---------- Record excerpts

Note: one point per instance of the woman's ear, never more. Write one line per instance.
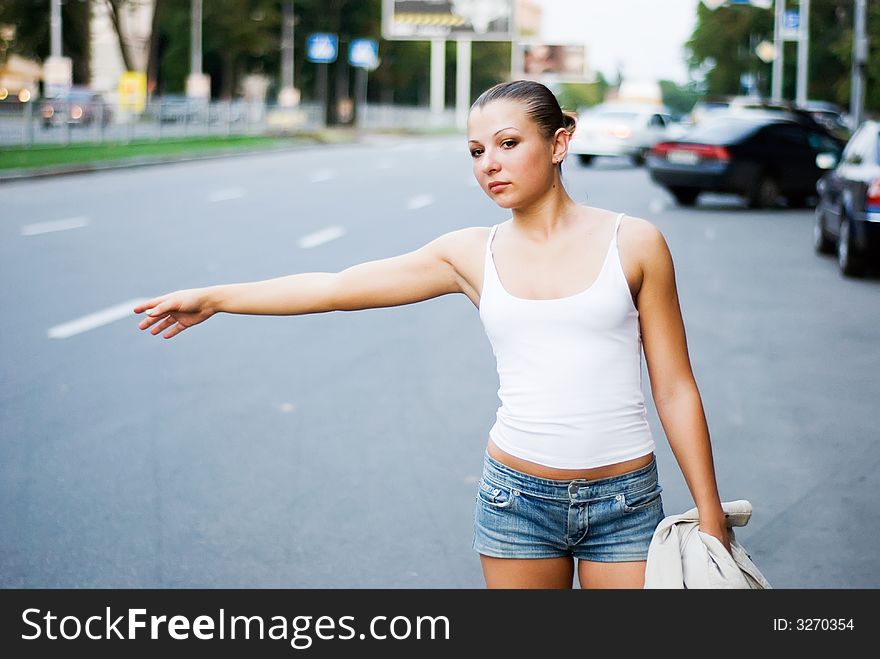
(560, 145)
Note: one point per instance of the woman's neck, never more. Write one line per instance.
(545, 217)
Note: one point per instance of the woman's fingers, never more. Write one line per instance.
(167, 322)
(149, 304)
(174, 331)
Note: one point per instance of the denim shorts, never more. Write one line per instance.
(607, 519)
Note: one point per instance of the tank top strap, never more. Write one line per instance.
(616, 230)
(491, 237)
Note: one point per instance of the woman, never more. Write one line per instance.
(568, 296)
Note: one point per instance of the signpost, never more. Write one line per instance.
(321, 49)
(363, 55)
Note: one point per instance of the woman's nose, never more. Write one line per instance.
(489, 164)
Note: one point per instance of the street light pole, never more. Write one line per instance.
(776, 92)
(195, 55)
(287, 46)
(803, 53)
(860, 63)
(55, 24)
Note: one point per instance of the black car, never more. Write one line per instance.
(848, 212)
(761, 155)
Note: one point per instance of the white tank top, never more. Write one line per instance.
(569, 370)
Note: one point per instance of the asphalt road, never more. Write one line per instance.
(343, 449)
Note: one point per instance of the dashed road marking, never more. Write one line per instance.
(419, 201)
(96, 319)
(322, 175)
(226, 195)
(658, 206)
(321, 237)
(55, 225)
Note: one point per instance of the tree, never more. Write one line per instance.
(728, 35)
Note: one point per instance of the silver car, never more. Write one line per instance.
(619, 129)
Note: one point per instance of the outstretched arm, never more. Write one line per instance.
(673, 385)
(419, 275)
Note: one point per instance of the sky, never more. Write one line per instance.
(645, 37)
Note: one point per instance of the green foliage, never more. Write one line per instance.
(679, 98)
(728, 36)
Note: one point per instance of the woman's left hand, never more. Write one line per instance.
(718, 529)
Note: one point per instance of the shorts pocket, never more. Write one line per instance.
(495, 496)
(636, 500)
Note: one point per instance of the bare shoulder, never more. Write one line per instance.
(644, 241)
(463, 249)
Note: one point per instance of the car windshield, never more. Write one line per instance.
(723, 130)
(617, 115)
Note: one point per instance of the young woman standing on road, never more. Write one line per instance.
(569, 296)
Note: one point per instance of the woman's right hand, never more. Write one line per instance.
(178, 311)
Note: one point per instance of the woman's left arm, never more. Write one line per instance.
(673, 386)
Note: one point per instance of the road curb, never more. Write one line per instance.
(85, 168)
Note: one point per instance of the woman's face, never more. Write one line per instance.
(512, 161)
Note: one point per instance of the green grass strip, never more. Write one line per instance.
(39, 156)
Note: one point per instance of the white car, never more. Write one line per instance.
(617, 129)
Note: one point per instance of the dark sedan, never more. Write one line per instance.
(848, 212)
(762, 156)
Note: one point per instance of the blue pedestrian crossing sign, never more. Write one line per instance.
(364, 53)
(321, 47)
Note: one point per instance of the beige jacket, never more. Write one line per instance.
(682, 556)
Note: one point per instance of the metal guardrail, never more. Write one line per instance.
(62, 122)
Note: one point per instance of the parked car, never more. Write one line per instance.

--------------------

Task statement: The output should consist only of the lines from the one with "Note: one point per instance of the green grass" through the final line of the records above, exactly.

Expected answer:
Note: one point per instance of the green grass strip, never more. Write one line per instance.
(39, 156)
Note: one point per instance of the white car, never more. Write one line per instance.
(617, 129)
Note: one point per instance of the dark sedan, never more. Write one line per instance.
(848, 212)
(762, 156)
Note: one point per instance of the blue pedestrian crossing sign, never more. Write one line per instance.
(364, 53)
(321, 47)
Note: one point per instance of the beige jacket, never more. Write one line per instance.
(682, 556)
Note: one point per instance of the metal guardrail, never more. Write one line per instance.
(62, 122)
Note: one point per instance of the parked car, never more. Write one line per instance.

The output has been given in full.